— Directive —
Copy out everything from the line containing "the bird tail" down to the end of the items below, requests included. Multiply each coordinate in the answers by 1.65, round to whole numbers with halves going up, and leave the pictures out.

════

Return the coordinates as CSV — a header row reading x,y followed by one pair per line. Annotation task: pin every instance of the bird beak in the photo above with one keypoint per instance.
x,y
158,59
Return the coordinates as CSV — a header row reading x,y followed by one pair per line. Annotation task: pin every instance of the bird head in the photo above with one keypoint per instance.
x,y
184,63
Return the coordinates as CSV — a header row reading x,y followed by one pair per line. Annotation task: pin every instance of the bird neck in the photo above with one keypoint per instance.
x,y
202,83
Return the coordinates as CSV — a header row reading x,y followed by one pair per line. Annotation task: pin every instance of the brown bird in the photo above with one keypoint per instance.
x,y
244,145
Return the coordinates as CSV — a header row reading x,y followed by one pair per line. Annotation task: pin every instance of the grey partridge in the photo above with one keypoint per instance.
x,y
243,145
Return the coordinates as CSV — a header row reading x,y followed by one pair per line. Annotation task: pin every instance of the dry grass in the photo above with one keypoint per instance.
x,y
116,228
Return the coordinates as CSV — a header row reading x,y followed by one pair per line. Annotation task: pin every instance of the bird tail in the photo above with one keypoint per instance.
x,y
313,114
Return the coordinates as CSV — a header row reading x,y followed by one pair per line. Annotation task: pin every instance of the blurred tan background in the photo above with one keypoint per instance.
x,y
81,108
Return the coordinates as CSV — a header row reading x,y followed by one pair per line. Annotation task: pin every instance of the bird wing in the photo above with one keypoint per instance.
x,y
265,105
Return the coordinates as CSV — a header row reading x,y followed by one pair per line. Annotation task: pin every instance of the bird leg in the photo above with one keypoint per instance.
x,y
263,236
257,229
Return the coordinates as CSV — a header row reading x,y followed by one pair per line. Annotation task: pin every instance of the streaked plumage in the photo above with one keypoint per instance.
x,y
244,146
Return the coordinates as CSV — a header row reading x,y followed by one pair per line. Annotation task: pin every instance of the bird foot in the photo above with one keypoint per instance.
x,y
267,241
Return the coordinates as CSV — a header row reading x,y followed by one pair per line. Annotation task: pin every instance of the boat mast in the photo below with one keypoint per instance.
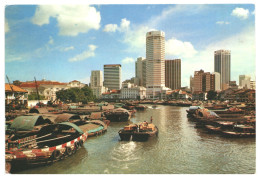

════

— Expected output —
Return the coordinates as CSV — a header row reading x,y followed by one pair per line. Annotation task: pin every instance of the bird tail in the photo above with one keypoint per instance.
x,y
516,188
Return the coordinates as CSV — a header row reading x,y followed by one pair per line. Annotation task: pin every instance of the blurred tan background in the photo above with one keypoint per instance.
x,y
134,178
Return the coordinates as CSV — a header row reading x,y followed by one pair per line. Annotation task: pin every instance of the bird wing in the photo above with one keypoint per instance.
x,y
437,173
Return the coordinates as CSV — a header row reading x,y followed by one pair per line. Annotation task: pin every instance of the bird leg in the photo above with one keypoint per instance.
x,y
434,389
424,378
Return the coordinates as CSV — a header row reading x,y followed by one pair per line. Annotation task: pin every instance of the streaked plumage in the photo above with one keypoint per instance.
x,y
403,241
Return the coordinates as CSV — a header row reading x,y followed by one pair per line. Annotation task: pin every instance of the bird foot in the photo above with one keypoint per instance.
x,y
441,398
Return the coordinates as CSV — a header row reading x,y followed by one pair per line. Annotation task: pin every instance of the boat mast in the photo below with one keypoint per instance.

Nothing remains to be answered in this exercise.